--- START OF QUOTED TEXT ---

You will then be prompted with the Edit Claims Rules screen, which you’ll want to display to configure how claims are issued from ADFS for the RulesEngine. In our scenario, we need to define rules to issue three claims: Name, Role and CanLoadData. We will also define a fourth, DOB, to show how we can obtain values from claims from attribute stores other than Active Directory. The following screenshot shows our Issuance Transform Rules with all claims added; we will then see how we configure the Name, Role and CanLoadData claims (the first three in the screenshot). We’ll return to showing how we add the DOB claim at the end of this blog post.
Let’s start with the Name claim. Here we receive the name via the presented Windows credentials, so we just need to pass it through. To create such a rule, click Add Rule… and the in the Claim rule template select Pass Through or Filter and Incoming Claim.
Click Next. Enter a user friendly description for the rule. Because we are after the incoming Name claim, select that in the first drop down and leave Pass through all claim values selected. Your screen should look as follows:
Clicking Finish will add the rule to the Issuance Transform Rules listing, but more importantly results in the Name claim being properly forwarded from the AppWiz client to the RulesEngine.
Next, let’s see how we add the Role claim that always provides a value of “AuthenticatedUsers”. Again, we click Add Rule… here we simply want to issue a new Role claim (we don’t want to pass through or transform the existing one). The only way to issue a completely new claim is to use a Custom Rule. So in the Claim rule template, select Send Claims Using a Custom Rule and click next.

--- END OF QUOTED TEXT ---

◆ **PROBLEMS TO WORK ON**
a) For each statement, answer yes or no according to the ADFS claim rules text, and quote the exact words that decide it. (i) The Name claim is received through the presented Windows credentials. (ii) The Role claim is created by passing through the existing Role claim. (iii) A completely new claim can be issued only with a Custom Rule.
b) According to the ADFS claim rules text, which claim is defined to show how values can be obtained from attribute stores other than Active Directory?
c) Reproduce the ADFS claim rules text word for word from "Next, let’s see" to "and click next.".
The material below has nothing to do with the ADFS claim rules text.

--- START OF SUPPLIED MATERIAL ---

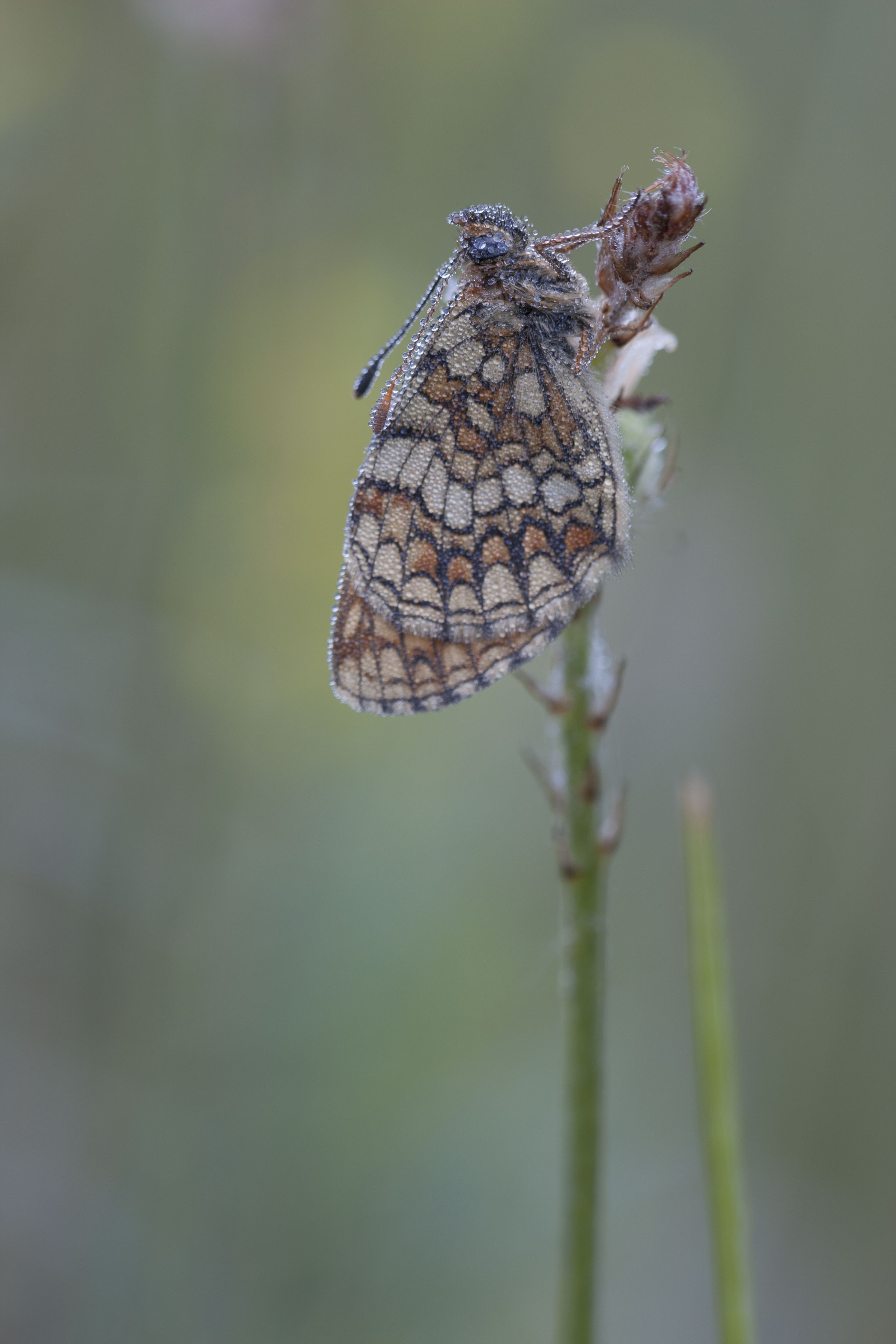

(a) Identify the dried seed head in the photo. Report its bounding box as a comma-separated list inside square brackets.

--- END OF SUPPLIED MATERIAL ---

◆ **EXPECTED RESPONSES**
a)
(i) Yes: "Here we receive the name via the presented Windows credentials"
(ii) No: "we don’t want to pass through or transform the existing one"
(iii) Yes: "The only way to issue a completely new claim is to use a Custom Rule."

b) The DOB claim.

c)
Next, let’s see how we add the Role claim that always provides a value of “AuthenticatedUsers”. Again, we click Add Rule… here we simply want to issue a new Role claim (we don’t want to pass through or transform the existing one). The only way to issue a completely new claim is to use a Custom Rule. So in the Claim rule template, select Send Claims Using a Custom Rule and click next.